Testemunha da queda do Muro de
Berlim, em 1989, ele assistiu o interesse por Marx na Alemanha desabar, até
ganhar empuxo novamente no final dos anos 1990.
Ele defende o projeto no qual
trabalha, o MEGA (também chamado de MEGA-2, para se diferenciar de iniciativa
semelhante dos anos 1920) por difundir uma visão mais científica de Marx.
O TRADUTOR
É com perspectiva condizente ao
discurso de Heinrich que Rubens Enderle encarou a escalada do Everest que é a
tradução de “O Capital”.
Já responsável, sozinho ou em
parcerias, por traduções de importantes trabalhos de Marx para a Boitempo, como
“A Ideologia Alemã” e “A Guerra Civil na França”, ele atuou durante dois anos
no Marx-Engels-Institut da Academia de Ciências de Berlim-Brandemburgo,
responsável pelo projeto MEGA.
Apesar de estar embebido em
Karl Marx há muitas primaveras, Enderle, 38, diz que “não é marxista, mas sim
um marxólogo”, diz o tradutor gaúcho-mineiro-alemão.
“Isso influenciou o trabalho de
tradução, pois minha preocupação como tradutor é permanecer o mais fiel
possível aos textos, o que, no caso de Marx, implica se desvencilhar de chavões
e vulgaridades ideológicas que se acumularam sobre sua obra ao longo de séculos.”
Enderle, atualmente vivendo em
Munique, ainda não chegou ao topo da montanha. Ele está trabalhando no livro
2, que deve ser lançado no ano que vem.
Além das dificuldades
tradicionais da tradução do alemão (“falta ao português palavras como ‘coisal’
ou ‘coisalmente’”), ele sublinha outras dificuldades técnicas específicas: “Há
passagens em que Marx entra em detalhes sobre peças mecânicas, principalmente
de relojoaria”. Um dicionário alemão de relojoaria foi de grande ajuda.
Segundo ele, o fato de a atual
tradução ser a primeira baseada na edição MEGA trará mais diferenciais nos
volumes 2 e 3 da obra, publicadas depois da morte de Marx.
Ivana Jinkings, diretora
editorial da Boitempo, que tem extenso catálogo de marxistas, já publicou 15
obras de Marx e Engels (o campeão de vendas é “O Manifesto Comunista”, com 15
mil exemplares), diz que o volume 3 será lançado em 2015. Curadora de diversos
seminários sobre Marx, incluindo o atual, ela espera bater o recorde de público
desta vez. “Esperamos mais de 15 mil pessoas.”
Intelectuais brasileiros explicam por que ainda é importante ler Marx
Questionados pela Folha, quatro
intelectuais brasileiros explicam as razões pelas quais os escritos do filósofo
alemão Karl Marx são importantes até os dias de hoje e, por isso, ainda merecem
leitura.

### MATERIAL FORNECIDO

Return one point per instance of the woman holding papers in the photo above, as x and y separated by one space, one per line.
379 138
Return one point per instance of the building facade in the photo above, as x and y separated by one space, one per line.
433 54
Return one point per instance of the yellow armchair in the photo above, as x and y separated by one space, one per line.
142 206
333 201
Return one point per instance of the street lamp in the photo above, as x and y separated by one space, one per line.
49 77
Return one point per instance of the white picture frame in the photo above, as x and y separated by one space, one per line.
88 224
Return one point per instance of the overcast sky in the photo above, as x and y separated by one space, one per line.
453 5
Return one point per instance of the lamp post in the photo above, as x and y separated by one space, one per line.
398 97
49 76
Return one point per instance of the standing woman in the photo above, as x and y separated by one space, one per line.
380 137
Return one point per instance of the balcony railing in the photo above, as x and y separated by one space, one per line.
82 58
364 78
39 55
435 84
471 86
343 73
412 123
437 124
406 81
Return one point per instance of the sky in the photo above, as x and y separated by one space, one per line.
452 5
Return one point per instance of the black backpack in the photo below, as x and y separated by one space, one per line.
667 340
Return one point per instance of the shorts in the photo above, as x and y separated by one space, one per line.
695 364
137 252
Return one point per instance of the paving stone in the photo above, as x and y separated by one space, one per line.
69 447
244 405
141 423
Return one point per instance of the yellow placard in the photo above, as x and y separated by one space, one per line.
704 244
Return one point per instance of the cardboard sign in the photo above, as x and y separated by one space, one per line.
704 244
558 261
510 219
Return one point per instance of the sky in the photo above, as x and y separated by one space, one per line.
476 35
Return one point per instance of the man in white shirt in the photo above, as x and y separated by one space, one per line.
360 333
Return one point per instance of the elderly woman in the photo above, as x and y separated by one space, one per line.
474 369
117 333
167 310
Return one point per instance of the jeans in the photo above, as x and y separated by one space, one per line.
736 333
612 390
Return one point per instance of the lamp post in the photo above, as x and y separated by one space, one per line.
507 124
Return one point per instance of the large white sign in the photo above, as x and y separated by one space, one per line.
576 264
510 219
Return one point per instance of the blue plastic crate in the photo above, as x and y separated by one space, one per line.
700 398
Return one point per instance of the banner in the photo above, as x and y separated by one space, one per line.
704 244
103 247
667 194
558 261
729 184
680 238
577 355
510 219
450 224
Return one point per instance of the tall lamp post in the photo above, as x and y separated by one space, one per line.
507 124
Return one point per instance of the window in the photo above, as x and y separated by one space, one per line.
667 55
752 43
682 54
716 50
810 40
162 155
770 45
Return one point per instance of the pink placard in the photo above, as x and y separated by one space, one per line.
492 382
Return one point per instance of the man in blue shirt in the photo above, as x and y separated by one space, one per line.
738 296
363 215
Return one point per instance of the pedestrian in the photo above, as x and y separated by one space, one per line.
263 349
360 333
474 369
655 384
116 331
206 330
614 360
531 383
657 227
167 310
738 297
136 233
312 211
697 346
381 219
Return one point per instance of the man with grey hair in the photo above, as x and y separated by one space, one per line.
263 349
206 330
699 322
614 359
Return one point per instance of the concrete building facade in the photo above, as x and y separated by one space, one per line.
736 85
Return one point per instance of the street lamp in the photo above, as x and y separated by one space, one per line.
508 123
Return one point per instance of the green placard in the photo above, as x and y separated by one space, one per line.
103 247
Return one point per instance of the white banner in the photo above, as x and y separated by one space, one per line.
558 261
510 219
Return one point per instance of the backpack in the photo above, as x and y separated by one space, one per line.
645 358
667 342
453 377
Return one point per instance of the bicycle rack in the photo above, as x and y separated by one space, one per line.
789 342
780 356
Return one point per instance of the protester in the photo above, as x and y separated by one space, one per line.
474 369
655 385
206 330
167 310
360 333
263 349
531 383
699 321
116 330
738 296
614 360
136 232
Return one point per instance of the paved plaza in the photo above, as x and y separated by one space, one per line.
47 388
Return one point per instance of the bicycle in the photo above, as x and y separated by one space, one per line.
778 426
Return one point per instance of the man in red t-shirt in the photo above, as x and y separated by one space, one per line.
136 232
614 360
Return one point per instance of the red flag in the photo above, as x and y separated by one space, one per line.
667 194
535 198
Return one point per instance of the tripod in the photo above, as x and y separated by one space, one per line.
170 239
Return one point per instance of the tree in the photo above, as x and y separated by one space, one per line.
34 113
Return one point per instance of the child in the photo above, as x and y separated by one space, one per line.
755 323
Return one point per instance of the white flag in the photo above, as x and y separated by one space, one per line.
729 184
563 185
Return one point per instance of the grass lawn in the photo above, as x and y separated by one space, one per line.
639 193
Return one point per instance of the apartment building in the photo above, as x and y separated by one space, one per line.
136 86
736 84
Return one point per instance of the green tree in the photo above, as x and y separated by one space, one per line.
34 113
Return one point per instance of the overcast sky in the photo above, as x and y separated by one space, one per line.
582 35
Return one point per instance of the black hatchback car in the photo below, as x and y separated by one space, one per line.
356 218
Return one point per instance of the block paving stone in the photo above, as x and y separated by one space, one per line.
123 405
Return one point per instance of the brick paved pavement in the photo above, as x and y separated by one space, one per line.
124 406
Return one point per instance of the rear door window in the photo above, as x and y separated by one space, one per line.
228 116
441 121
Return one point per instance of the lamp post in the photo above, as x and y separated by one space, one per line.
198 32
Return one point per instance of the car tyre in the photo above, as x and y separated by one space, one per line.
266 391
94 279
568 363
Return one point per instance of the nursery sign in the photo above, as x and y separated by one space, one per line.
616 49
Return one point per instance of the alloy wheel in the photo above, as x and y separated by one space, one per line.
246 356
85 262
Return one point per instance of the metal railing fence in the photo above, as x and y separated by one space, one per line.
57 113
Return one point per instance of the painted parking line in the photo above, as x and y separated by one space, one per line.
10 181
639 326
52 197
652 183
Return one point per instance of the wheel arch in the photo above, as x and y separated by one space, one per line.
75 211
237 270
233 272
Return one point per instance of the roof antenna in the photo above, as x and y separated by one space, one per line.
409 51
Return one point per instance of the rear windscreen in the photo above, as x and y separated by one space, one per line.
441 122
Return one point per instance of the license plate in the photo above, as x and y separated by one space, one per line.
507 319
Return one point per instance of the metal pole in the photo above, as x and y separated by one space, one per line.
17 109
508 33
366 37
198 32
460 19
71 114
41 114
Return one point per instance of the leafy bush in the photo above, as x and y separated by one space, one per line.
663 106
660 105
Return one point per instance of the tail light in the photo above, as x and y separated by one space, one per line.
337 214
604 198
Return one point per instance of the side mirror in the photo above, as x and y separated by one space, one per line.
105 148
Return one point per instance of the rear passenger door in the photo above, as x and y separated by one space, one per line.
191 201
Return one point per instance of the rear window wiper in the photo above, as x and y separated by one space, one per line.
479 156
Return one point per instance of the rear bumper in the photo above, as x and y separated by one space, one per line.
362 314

### EXERCÍCIO BREVE
Escreva a continuação do texto sobre a tradução de “O Capital”, começando logo depois da última frase apresentada.

### RESPOSTA
ROBERTO SCHWARZ, crítico
literário
“Como percepção da sociedade
moderna, não há nada que se compare a ‘O Capital’, ao ‘Manifesto Comunista’ e
aos escritos sobre a luta de classes na França. A potência da formulação e da
análise até hoje deixa boquiaberto. Dito isso, os prognósticos de Marx sobre a
revolução operária não se realizaram, o que obriga a uma leitura distanciada. Outros
aspectos da teoria, entretanto, ficaram de pé, mais atuais do que nunca, tais
como a mercantilização da existência, a crise geral sempre pendente e a
exploração do trabalho. Nossa vida intelectual seria bem mais relevante se não
fechássemos os olhos para esse lado das coisas.”
JOSÉ ARTHUR GIANNOTTI,
filósofo:
“Os textos de Marx, notadamente
‘O Capital’, fazem parte do patrimônio da humanidade. Como todos os textos,
estão sujeitos às modas, que, hoje em dia, se sucedem numa velocidade
assombrosa. Depois da queda do Muro de Berlim, o marxismo saiu de moda, pois
ficava provada de vez a inviabilidade de uma economia exclusivamente regida por
um comitê central ‘obedecendo a regras racionais’, sem as informações advindas
do mercado. Mas a crise por que estamos passando recoloca a questão da
especificidade do modo de produção capitalista, em particular a maneira pela
qual esse sistema integra o trabalho na economia. O desemprego é uma questão
crucial. As novas tecnologias tendem a suprir empregos. Na outra ponta, o
dinheiro como capital, isto é, riqueza que parece produzir lucros por si mesma,
chega à aberração quando o capital financeiro se desloca do funcionamento da
economia e opera como se a comandasse. A crise atual nos obriga a reler os
pensadores da crise. Como cumprir essa tarefa? Alguns simplesmente voltam a
Marx como se nesses 150 anos nada de novo tivesse acontecido. Outros alinhavam
as modas em curso com os textos de Marx, apimentados com conceitos do idealismo
alemão, da psicanálise, da fenomenologia heideggeriana. Creio que a melhor
coisa a fazer é reler os textos com cuidado, procurando seus pressupostos e
sempre lembrando que a obra de Marx ficou inacabada e sua concepção de
história, adulterada, por ter sido colada, sem os cuidados necessários, a um
darwinismo respingado de religiosidade.”
DELFIM NETTO, economista
“Porque Marx não é moda. É
eterno!”
LEANDRO KONDER, filósofo:
“Os grandes pensadores são
grandes porque abordam problemas vastíssimos e o fazem com muita originalidade.
A perspectiva burguesa, conservadora, evita discuti-los. E é isso o que
caracteriza seu conservadorismo. Marx é o autor mais incômodo que surgiu até
hoje na filosofia. Conceitos como materialismo histórico, ideologia, alienação,
comunismo e outros são imprescindíveis ao avanço do conhecimento crítico. Por
isso, mais do que nunca é preciso frequentá-los.”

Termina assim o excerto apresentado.